### Source text
· · · · · · ·
Hmmm...  If I thought a question about ring stats was asked so that it could turn into an 'I want to one up you' type of conversation, I probably wouldn't answer with my information to start with.  I may even feign ignorance.  I would imagine it going something like this:

peer: Oh, what color and clarity is your ring?

GF: I'm not sure, I never really thought to ask DiamondHunter.  I was too swept up in the moment of him sharing how much he loved me and wanted to spend the rest of my life with me to worry about what the statistics of the ring were.  I know he did take a lot of time to find something as unique as I am to him.


I am also a fan of the 'bean dip strategy.'

peer: My ring is  D/VVS1.
GF: Yes, it's a beautiful ring.  Would you pass the bean dip?

peer: What's the size of your center stone?
GF: The perfect size for me.  Would you like some bean dip?

peer: Your ring looks a little yellow.
GF: Isn't it beautiful?  Can I get your recipe for this delicious bean dip?
· · · · · · ·
### Stored rows
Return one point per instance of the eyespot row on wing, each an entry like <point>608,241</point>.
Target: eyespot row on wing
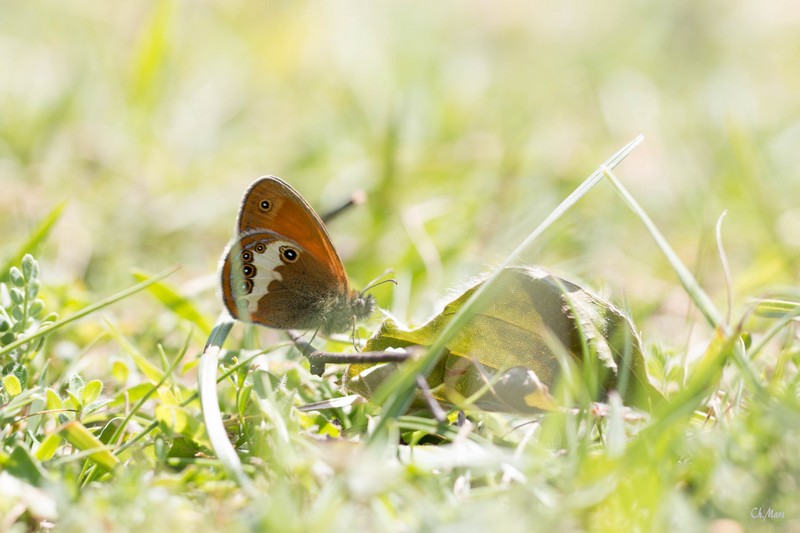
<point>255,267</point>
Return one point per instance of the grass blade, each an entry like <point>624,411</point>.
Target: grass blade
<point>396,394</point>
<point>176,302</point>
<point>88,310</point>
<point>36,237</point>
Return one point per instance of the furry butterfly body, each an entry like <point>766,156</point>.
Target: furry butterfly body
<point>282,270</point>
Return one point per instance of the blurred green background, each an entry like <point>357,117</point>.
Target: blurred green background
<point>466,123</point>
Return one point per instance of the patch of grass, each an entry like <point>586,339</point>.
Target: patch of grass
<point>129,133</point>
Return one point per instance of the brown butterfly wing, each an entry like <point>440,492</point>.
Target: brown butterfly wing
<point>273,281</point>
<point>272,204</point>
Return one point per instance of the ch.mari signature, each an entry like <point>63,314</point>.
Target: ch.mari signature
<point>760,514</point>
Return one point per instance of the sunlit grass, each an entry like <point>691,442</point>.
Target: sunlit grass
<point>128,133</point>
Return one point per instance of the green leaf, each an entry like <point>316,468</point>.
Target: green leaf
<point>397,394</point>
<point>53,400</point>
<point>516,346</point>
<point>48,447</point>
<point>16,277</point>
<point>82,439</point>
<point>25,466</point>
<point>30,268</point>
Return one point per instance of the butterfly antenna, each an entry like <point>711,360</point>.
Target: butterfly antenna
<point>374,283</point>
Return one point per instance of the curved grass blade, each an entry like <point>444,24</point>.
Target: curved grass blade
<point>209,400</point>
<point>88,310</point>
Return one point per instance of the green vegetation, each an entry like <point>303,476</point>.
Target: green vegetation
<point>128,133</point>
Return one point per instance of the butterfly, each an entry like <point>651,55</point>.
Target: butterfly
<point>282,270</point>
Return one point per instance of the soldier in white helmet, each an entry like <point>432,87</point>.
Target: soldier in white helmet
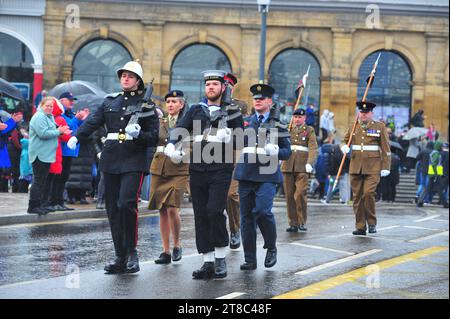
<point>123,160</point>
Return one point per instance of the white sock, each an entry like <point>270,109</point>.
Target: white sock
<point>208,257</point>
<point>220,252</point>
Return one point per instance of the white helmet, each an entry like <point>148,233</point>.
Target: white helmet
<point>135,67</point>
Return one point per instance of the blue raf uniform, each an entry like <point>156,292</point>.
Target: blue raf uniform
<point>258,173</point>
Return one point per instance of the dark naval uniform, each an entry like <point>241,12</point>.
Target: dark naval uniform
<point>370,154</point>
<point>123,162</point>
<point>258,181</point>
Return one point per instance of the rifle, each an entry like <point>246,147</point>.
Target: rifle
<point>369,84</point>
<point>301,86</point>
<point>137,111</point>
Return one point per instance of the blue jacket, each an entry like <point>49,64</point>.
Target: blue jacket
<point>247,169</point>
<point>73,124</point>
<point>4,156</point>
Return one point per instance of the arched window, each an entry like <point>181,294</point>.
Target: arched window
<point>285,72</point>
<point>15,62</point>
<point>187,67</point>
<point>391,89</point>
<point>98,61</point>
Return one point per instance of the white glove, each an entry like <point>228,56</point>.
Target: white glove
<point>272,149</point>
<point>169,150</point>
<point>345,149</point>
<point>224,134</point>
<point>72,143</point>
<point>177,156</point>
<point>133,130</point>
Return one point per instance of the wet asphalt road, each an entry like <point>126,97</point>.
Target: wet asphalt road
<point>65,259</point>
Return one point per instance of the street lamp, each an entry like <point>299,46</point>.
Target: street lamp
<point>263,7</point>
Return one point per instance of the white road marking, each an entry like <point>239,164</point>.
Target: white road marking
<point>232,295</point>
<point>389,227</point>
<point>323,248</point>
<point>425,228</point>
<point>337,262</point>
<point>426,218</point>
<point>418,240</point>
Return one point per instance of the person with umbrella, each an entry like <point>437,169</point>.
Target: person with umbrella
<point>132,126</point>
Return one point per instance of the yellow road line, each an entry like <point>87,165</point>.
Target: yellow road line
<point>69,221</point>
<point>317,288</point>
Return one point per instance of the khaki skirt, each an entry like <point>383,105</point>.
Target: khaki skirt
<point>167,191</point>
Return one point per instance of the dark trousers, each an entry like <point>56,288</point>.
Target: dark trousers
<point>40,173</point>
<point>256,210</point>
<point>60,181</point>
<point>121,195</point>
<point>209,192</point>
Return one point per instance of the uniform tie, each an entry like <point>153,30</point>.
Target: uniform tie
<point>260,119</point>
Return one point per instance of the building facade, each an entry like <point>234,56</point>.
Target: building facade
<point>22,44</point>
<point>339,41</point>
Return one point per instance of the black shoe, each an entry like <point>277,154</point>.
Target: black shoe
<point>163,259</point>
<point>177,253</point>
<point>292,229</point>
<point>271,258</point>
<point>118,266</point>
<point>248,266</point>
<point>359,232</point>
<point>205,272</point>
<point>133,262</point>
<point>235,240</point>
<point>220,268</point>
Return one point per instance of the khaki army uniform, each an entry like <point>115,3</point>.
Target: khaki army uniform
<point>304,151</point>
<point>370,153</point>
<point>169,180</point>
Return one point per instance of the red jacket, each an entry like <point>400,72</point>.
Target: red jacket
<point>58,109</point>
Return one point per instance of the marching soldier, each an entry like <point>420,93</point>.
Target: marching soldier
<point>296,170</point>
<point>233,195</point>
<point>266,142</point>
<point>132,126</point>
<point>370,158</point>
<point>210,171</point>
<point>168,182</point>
· · · · · · ·
### What is being asked
Reproduce the ring-stats passage between "peer: Oh, what" and "the bean dip?", inclusive, changing every "peer" to "friend".

### Reply to the exercise
friend: Oh, what color and clarity is your ring?

GF: I'm not sure, I never really thought to ask DiamondHunter.  I was too swept up in the moment of him sharing how much he loved me and wanted to spend the rest of my life with me to worry about what the statistics of the ring were.  I know he did take a lot of time to find something as unique as I am to him.


I am also a fan of the 'bean dip strategy.'

friend: My ring is  D/VVS1.
GF: Yes, it's a beautiful ring.  Would you pass the bean dip?